### Listed entries:
* * * * * * *

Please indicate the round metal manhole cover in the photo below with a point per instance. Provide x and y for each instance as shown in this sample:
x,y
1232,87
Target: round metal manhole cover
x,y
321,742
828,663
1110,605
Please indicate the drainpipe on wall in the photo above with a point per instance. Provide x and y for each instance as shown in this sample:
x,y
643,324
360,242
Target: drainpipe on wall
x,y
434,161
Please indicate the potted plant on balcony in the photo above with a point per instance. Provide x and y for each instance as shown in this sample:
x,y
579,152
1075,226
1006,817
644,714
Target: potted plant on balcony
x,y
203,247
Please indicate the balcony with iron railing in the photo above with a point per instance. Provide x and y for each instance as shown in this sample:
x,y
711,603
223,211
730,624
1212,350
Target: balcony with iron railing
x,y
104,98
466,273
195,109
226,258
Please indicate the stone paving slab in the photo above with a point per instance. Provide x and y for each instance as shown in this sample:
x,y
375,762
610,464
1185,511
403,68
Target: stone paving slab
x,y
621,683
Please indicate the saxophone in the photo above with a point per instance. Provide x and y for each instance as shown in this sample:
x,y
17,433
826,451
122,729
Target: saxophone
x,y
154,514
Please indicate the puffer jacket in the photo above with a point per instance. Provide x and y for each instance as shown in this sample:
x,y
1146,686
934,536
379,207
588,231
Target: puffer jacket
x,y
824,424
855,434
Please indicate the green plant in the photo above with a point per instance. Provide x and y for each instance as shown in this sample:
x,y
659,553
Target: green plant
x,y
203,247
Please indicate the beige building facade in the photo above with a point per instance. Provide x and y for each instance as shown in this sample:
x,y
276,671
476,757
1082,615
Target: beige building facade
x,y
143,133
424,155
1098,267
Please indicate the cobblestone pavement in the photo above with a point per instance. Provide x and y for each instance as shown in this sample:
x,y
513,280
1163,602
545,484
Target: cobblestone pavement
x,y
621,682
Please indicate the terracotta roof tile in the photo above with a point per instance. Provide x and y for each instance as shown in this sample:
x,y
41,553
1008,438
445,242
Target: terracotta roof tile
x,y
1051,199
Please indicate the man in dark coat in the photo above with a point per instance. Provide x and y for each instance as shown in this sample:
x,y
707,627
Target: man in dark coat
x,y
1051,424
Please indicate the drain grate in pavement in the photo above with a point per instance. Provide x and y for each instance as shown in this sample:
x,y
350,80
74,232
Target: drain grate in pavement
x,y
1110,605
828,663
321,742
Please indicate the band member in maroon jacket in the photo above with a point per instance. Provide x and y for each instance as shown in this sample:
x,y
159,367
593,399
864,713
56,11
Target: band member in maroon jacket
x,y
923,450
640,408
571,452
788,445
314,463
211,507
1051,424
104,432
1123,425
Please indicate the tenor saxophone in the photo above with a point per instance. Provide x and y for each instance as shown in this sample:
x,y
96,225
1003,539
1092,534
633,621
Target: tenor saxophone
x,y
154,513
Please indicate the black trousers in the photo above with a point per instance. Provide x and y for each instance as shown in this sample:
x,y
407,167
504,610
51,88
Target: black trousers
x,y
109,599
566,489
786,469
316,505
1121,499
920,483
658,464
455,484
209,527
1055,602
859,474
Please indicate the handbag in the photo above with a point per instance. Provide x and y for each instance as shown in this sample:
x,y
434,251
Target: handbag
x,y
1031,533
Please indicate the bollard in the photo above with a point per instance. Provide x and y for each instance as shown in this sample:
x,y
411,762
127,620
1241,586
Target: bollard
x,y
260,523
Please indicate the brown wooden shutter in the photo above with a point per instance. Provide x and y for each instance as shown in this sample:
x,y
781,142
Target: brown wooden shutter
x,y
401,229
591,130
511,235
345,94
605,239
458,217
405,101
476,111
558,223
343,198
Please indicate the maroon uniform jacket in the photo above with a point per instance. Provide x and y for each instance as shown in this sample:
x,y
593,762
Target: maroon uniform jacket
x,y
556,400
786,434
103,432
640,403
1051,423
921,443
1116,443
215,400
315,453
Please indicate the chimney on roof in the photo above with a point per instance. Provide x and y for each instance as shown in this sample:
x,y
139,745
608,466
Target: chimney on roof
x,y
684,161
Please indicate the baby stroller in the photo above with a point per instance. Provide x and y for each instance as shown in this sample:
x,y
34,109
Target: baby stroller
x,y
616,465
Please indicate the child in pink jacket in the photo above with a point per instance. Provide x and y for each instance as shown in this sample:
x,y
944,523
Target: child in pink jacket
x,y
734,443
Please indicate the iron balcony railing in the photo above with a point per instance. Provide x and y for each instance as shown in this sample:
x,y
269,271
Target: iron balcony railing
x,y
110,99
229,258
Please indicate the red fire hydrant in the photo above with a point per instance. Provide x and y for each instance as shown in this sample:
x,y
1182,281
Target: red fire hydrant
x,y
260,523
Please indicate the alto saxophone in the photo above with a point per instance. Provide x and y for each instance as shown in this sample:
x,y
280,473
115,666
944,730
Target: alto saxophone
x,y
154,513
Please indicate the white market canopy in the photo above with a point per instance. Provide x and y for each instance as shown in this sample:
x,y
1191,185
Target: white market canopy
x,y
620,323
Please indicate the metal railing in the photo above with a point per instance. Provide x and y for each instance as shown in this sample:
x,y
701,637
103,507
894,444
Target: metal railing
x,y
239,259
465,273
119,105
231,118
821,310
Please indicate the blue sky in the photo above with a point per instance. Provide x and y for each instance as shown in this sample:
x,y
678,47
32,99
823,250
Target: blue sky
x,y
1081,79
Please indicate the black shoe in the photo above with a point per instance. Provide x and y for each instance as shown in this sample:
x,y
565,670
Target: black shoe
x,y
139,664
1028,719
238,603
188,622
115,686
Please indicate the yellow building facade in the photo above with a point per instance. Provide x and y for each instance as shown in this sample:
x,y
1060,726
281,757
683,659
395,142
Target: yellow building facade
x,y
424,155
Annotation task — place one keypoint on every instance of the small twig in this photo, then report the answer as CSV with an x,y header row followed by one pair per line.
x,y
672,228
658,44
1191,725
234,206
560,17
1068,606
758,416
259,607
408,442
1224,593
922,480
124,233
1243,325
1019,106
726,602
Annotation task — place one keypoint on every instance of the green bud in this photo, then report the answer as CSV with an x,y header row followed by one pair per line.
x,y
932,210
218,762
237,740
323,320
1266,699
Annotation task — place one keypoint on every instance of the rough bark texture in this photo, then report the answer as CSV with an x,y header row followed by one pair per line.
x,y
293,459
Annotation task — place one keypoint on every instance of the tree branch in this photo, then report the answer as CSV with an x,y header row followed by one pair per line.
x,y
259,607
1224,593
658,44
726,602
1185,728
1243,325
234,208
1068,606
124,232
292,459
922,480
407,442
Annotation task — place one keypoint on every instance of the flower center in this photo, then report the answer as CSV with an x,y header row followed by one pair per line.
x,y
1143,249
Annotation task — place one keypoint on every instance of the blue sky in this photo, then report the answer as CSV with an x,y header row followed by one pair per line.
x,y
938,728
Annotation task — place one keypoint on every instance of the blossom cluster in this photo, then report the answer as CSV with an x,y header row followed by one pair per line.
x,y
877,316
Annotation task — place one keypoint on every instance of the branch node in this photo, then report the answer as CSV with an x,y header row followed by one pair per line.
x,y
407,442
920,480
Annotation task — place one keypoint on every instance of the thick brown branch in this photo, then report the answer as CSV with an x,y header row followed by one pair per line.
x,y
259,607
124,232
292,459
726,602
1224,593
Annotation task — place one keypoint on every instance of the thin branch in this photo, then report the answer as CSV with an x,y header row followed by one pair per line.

* * * * * * *

### Assigned task:
The records above are to be printed in full, exactly as they appear.

### Output of the exercise:
Please indicate the round metal manhole cover in the photo below with a point per instance. Provide x and y for each instance as shown in this sample:
x,y
1232,87
Target: round metal manhole cover
x,y
321,742
828,663
1110,605
Please indicate the drainpipe on wall in the photo above with a point per instance. Provide x and y for each instance as shown in this sample:
x,y
643,324
360,242
Target: drainpipe on wall
x,y
434,161
Please indicate the potted plant on balcony in the photo above with a point per instance. Provide x and y for each instance as shown in this sample:
x,y
579,152
1075,226
1006,817
644,714
Target: potted plant on balcony
x,y
203,247
Please indicate the balcony with iron railing in the photo above with a point per instance. Provide x and y for each instance as shown in this sample:
x,y
711,603
223,211
730,624
1212,350
Target: balcony with iron railing
x,y
104,98
466,273
195,109
226,258
Please indicate the stone paving slab in the photo above with a point per instance. Provide x and y for each instance as shown in this sample:
x,y
375,762
610,464
1185,511
403,68
Target: stone paving slab
x,y
621,683
Please indicate the saxophone in the photo above with a point per instance. Provide x and y for each instance as shown in this sample:
x,y
17,433
826,451
122,729
Target: saxophone
x,y
154,514
Please indicate the puffer jacket in the photo above with a point per instance. Provide x and y for each instance as shown in this sample:
x,y
1146,686
934,536
379,207
588,231
Target: puffer jacket
x,y
824,424
855,434
Please indicate the green plant in the photo above with a point per instance. Provide x and y for each instance as shown in this sample:
x,y
659,553
Target: green plant
x,y
203,247
Please indicate the beige building facade in the photo above with a point per instance. Provide x and y for each instance as shown in this sample:
x,y
276,671
476,757
1082,615
Target: beige building facade
x,y
143,133
424,155
1098,267
Please indicate the cobblestone pavement in the photo above with a point per instance. Provide x and y for each instance as shown in this sample:
x,y
513,280
1163,602
545,484
Target: cobblestone pavement
x,y
621,682
Please indicate the terracotta roof tile in the photo above with a point per instance. Provide x and y for each instance as shown in this sample:
x,y
41,553
1008,438
445,242
Target: terracotta roof tile
x,y
1051,199
Please indicate the man in dark coat in the photo above with a point per instance. Provide x and y for each instance as shown in this sample:
x,y
707,627
Target: man in dark coat
x,y
1051,424
Please indicate the drain grate in pavement in the photo above with a point per instance. Provide x and y for each instance as shown in this sample:
x,y
350,80
74,232
Target: drain grate in pavement
x,y
1110,605
828,663
321,742
Please indicate the band member in maroon jacket in the photo above with a point per instance. Provide x and y for each instance as shown in this sample:
x,y
159,367
593,399
864,713
56,11
Target: band member in maroon jacket
x,y
923,450
640,408
571,452
788,445
314,463
211,507
1051,424
104,432
1123,425
Please indicate the tenor saxophone in the photo above with a point per instance. Provide x and y for each instance as shown in this sample:
x,y
96,225
1003,539
1092,534
633,621
Target: tenor saxophone
x,y
154,513
Please indicate the black trousers in the photo above with a point per instance. Provide x and y for each instance as shown in this sample:
x,y
407,167
504,610
51,88
Target: black trousers
x,y
109,599
566,489
786,469
316,505
1121,499
920,483
658,464
455,484
209,527
1055,602
859,474
Please indicate the handbag in the photo above with a point per instance. Provide x and y for each instance as shown in this sample:
x,y
434,251
Target: handbag
x,y
1031,533
Please indicate the bollard in the photo above with a point per instance. Provide x and y for each instance as shown in this sample:
x,y
411,762
127,620
1241,586
Target: bollard
x,y
260,523
Please indicate the brown wooden shutter in the photo above with a point per instance. Provide x and y for each instance as shown in this sample:
x,y
781,142
Target: brown wooden shutter
x,y
401,229
591,130
511,235
345,94
605,239
458,217
405,101
476,111
558,223
343,198
Please indicate the maroon uniform jacket in the photo above with a point per instance. Provide x and y for each instance as shown in this sample:
x,y
593,762
Target: maroon uniform jacket
x,y
556,400
786,434
103,432
640,403
1051,423
921,443
1116,443
215,400
315,453
Please indicate the chimney on roof in the photo above with a point per instance. Provide x and y for each instance as shown in this sample:
x,y
139,745
608,466
Target: chimney on roof
x,y
684,161
Please indicate the baby stroller in the photo above with a point per instance. Provide x and y for each instance as shown in this sample:
x,y
34,109
Target: baby stroller
x,y
616,465
Please indicate the child in pink jacket in the photo above with a point per instance. Provide x and y for each instance as shown in this sample:
x,y
944,523
Target: child in pink jacket
x,y
734,443
Please indicate the iron balcony railing in the photo above with a point per instance. Provide x and y for each instance as shown in this sample:
x,y
269,271
Target: iron balcony railing
x,y
110,99
229,258
Please indicate the red fire hydrant in the photo above with a point per instance. Provide x and y for each instance as shown in this sample:
x,y
1182,281
Target: red fire hydrant
x,y
260,523
Please indicate the alto saxophone in the photo above with a point per instance. Provide x and y for each instance as shown in this sample:
x,y
280,473
115,666
944,730
Target: alto saxophone
x,y
154,513
Please indicate the white market canopy in the photo above with a point per instance. Provide x and y for each instance as shown in this sample:
x,y
1191,185
Target: white market canopy
x,y
620,323
Please indicate the metal railing in the photo above with a point per instance. Provide x and y for each instance as shown in this sample:
x,y
701,637
103,507
894,444
Target: metal railing
x,y
239,259
465,273
119,105
231,118
821,310
Please indicate the blue sky in the photo above with a point per instance. Provide x and y for each instance as shown in this sample:
x,y
678,47
32,99
823,250
Target: blue sky
x,y
1081,79
Please indicate the black shoe in the photo above with a point per instance. Provide x and y for each instance as shown in this sample:
x,y
565,670
Target: black shoe
x,y
139,664
1028,719
238,603
188,622
115,686
Please indicate the yellow building facade in the photo above with a point per instance. Provide x and y for each instance as shown in this sample:
x,y
1060,726
281,757
683,659
395,142
Target: yellow building facade
x,y
424,155
Annotation task — place one keypoint on every instance of the small twig in this photo, then report the answer as CSV with an x,y header row followed by one pair per line.
x,y
672,228
658,44
1191,725
234,206
560,17
1068,606
758,416
259,607
408,442
1224,593
922,480
124,233
1243,325
1019,106
726,602
Annotation task — place one keypoint on every instance of the green bud in this photo, then report the answer as CSV with an x,y header row followed by one pair per line.
x,y
932,210
218,762
237,740
323,320
1266,699
Annotation task — place one keypoint on every instance of the rough bark texture in this photo, then report the answer as CSV with an x,y header row followed by one pair per line.
x,y
293,459
Annotation task — place one keypoint on every instance of the tree branch in this photo, then report the answer as CSV with an x,y header row followed by one pair per line.
x,y
259,607
1224,593
658,44
726,602
1185,728
1243,325
234,208
1068,606
124,232
292,459
922,480
407,442
Annotation task — place one keypoint on every instance of the flower center in this photo, then report the answer as CSV with an x,y header row followed by one pair per line.
x,y
1143,249
Annotation task — place one keypoint on every instance of the blue sky in this photo, then report the answer as CSV with an x,y header row followed by one pair per line.
x,y
938,728
Annotation task — place one keypoint on every instance of the blossom cluster in this photo, then report the answer as CSV with an x,y header row followed by one pair per line.
x,y
877,316
Annotation task — place one keypoint on every instance of the branch node in this photo, then report the answer as CSV with an x,y header row followed by one pair per line.
x,y
407,442
920,480
Annotation task — place one keypoint on every instance of the thick brown branch in this photo, then report the answer as CSV with an x,y header row followed by one pair per line.
x,y
259,607
124,232
292,459
726,602
1224,593
Annotation task — place one keypoint on every instance of the thin branch in this photo, then report the answer as CSV with an x,y header row followed by one pair per line.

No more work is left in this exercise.